(What is being asked):
Every entry is to be returned verbatim.
++++++++++
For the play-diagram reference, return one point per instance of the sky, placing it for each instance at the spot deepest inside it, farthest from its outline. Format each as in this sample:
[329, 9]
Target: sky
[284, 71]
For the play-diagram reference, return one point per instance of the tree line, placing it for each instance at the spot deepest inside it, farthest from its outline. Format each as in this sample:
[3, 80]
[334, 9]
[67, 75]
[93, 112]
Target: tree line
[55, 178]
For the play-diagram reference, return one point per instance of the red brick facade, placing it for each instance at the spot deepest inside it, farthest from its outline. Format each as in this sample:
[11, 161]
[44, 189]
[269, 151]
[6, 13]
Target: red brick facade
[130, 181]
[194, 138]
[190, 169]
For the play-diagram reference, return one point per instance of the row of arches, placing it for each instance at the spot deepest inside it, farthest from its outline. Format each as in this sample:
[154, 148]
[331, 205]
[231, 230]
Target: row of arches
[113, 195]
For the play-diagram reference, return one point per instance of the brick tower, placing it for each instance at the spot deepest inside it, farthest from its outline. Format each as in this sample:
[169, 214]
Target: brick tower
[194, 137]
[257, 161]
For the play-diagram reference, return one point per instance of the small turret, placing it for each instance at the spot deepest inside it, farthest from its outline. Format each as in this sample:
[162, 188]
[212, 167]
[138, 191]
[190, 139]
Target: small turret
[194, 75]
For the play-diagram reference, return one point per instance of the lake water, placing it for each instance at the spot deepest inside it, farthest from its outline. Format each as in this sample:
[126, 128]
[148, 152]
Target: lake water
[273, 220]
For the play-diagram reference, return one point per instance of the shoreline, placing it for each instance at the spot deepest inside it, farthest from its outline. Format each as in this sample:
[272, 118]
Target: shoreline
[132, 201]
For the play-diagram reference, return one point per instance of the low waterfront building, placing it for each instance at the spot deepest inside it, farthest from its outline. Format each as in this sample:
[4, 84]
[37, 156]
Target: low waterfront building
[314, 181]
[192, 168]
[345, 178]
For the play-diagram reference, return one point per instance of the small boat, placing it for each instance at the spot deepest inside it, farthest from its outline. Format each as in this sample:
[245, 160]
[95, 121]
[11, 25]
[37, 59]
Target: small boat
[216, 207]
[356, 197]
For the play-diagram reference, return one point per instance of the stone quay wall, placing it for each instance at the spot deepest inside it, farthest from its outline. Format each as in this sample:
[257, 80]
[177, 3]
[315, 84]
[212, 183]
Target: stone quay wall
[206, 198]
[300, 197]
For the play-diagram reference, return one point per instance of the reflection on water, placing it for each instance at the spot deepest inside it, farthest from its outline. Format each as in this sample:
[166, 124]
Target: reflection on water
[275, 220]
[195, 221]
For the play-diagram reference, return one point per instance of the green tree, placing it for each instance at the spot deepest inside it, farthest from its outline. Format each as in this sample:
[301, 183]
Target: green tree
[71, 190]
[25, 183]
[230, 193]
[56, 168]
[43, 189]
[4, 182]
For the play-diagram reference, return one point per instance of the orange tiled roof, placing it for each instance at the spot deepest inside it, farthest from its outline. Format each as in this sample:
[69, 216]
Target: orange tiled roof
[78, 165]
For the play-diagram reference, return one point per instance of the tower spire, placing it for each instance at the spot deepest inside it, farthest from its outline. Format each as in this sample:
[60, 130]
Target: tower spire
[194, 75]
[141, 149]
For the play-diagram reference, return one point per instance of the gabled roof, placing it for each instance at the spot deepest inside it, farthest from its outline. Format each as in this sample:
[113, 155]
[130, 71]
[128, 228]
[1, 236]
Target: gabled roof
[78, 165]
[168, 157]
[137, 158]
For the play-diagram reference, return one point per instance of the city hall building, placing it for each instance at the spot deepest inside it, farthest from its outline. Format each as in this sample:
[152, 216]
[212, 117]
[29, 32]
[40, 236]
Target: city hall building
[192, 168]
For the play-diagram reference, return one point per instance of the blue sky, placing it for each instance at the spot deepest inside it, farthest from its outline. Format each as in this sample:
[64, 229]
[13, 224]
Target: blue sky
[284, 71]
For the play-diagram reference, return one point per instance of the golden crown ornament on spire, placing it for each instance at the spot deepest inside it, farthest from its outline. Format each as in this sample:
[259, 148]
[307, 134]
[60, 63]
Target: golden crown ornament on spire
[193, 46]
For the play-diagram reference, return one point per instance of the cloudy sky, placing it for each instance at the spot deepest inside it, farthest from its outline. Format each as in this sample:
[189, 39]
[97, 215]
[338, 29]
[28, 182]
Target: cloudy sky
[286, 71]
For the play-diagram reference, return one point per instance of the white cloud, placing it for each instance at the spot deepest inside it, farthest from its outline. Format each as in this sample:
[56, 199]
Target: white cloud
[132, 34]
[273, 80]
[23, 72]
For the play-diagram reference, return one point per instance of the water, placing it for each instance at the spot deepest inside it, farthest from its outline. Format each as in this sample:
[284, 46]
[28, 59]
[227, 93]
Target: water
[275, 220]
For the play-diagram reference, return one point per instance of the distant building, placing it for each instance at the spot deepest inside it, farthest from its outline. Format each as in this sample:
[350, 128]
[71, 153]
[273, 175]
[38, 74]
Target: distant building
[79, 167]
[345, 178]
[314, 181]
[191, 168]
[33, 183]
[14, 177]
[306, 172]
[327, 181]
++++++++++
(Reply):
For the play-diagram reference, return one point per instance of the sky, placing it for each instance at the spot deepest inside it, farthest from its outline. Format each as in this sample:
[329, 9]
Target: sky
[284, 71]
For the play-diagram reference, return one point per instance of the tree line, placing it for each instance at the spot deepest inside it, farthest from its outline. Format each as in this sample:
[3, 80]
[334, 9]
[67, 75]
[93, 112]
Target: tree line
[55, 178]
For the play-diagram reference, return one point per instance of the red brick facade, placing it for each instance at the spot deepest inside it, farthest from its outline. Format each as in this sample:
[11, 161]
[44, 189]
[269, 151]
[6, 13]
Target: red brick facade
[130, 181]
[194, 138]
[190, 169]
For the play-diagram reference, return one point per instance of the row of arches, placing it for each instance at the spot deepest inside it, farthest from its outline. Format each as in this sample:
[154, 148]
[331, 205]
[231, 230]
Target: row of arches
[113, 195]
For the play-diagram reference, return one point per instance of the brick tower, placing it for each instance at the spot deepest inside it, farthest from its outline. Format each as in this sample:
[169, 214]
Target: brick tower
[194, 137]
[257, 161]
For the play-diagram reference, return one point per instance of the small turret, placing it for each instance at the spot deepest inside it, farthest from its outline. Format each as in this sample:
[162, 188]
[212, 167]
[138, 191]
[190, 139]
Target: small turret
[194, 75]
For the play-diagram reference, return one point per instance of the lake water, placing it for each instance at the spot deepest inside it, farthest from its outline. Format each as in this sample:
[126, 128]
[148, 152]
Target: lake water
[273, 220]
For the play-diagram reference, return one point per instance of the shoreline, placing it for each instance at the spot deepest inside it, farthest from its outline. Format each as in this sample:
[272, 118]
Target: shoreline
[132, 201]
For the play-diagram reference, return one point per instance of the low waterfront building, placing it for each instance at the spot deepest inside it, farthest from its outline. Format each as in this sample:
[4, 84]
[37, 156]
Target: low waterfront building
[314, 181]
[192, 168]
[345, 178]
For the play-diagram reference, return one point per instance of the small boat, placing it for each instance at the spot deepest inside it, farthest from its outline. Format each as in this sample:
[245, 160]
[95, 121]
[11, 25]
[37, 59]
Target: small boat
[216, 207]
[356, 197]
For the play-diagram reference, return one point per instance of the stone quay wall, placing it for each instance at the spot deepest inside it, farthest from its outline. Format each as in this sample:
[257, 80]
[177, 3]
[315, 84]
[212, 183]
Target: stone quay wall
[206, 198]
[300, 197]
For the play-diagram reference, return one point per instance of the reflection on water, placing it for each instance at the spot deepest inside it, farthest from its outline. Format each as in this sample:
[166, 124]
Target: reflection on water
[275, 220]
[195, 221]
For the play-diagram reference, return one point per instance of the green tree, placing it for each instance at the spot deepest inside it, farthest from its outline. Format each as in this sample:
[301, 183]
Target: green tree
[71, 190]
[25, 183]
[230, 193]
[56, 168]
[43, 189]
[4, 182]
For the play-diagram reference, return one point per instance of the orange tiled roof, placing it for each instance at the spot deepest inside it, farthest from its outline. Format each as in this sample:
[69, 216]
Target: orange tiled roof
[78, 165]
For the play-diagram reference, return one point per instance of the tower spire, placing it for each instance at the spot deepest inside it, farthest from its outline. Format each as in this sample:
[60, 130]
Target: tower spire
[194, 75]
[141, 149]
For the play-diagram reference, return one point per instance of the gabled roof, placing it for each instance at the spot deepest inside it, farthest from its outline. Format each as in this sample:
[113, 155]
[130, 71]
[128, 228]
[1, 236]
Target: gabled roof
[78, 165]
[168, 157]
[137, 158]
For the play-diagram reference, return one point per instance of the city hall building, placing it for each instance at the spot deepest inside it, farthest from its outline. Format each as in this sample:
[152, 216]
[212, 117]
[29, 32]
[40, 236]
Target: city hall building
[192, 168]
For the play-diagram reference, return one point per instance of the blue sky, placing it for each instance at the spot deepest inside it, farthest from its outline. Format each as in this sample:
[64, 229]
[13, 224]
Target: blue sky
[284, 71]
For the play-diagram reference, return one point per instance of the golden crown ornament on spire, placing it for each instance at the spot deepest inside it, farthest from its outline. Format each as in this sample:
[259, 148]
[307, 134]
[60, 63]
Target: golden crown ornament on spire
[193, 46]
For the play-diagram reference, return one point per instance of the cloudy sky, placing it for each instance at the spot deepest inside it, farthest from its outline. Format each as in this sample:
[189, 39]
[97, 215]
[338, 29]
[28, 182]
Target: cloudy sky
[286, 71]
For the play-diagram reference, return one point per instance of the white cloud, placing it for each instance at the spot deepest inside it, farthest from its outline. Format each as in this sample:
[56, 199]
Target: white cloud
[132, 34]
[273, 80]
[23, 72]
For the play-diagram reference, return one point per instance of the water, placing it for each instance at the spot deepest inside it, farthest from its outline. Format each as in this sample:
[284, 46]
[28, 59]
[227, 93]
Target: water
[275, 220]
For the play-diagram reference, return one point per instance of the distant building, placing it for each instance at the spot deepest inside it, farthest from its outline. Format each as in this sample:
[350, 128]
[71, 153]
[273, 175]
[38, 74]
Target: distant building
[79, 167]
[345, 178]
[314, 181]
[191, 168]
[33, 183]
[14, 177]
[306, 172]
[327, 181]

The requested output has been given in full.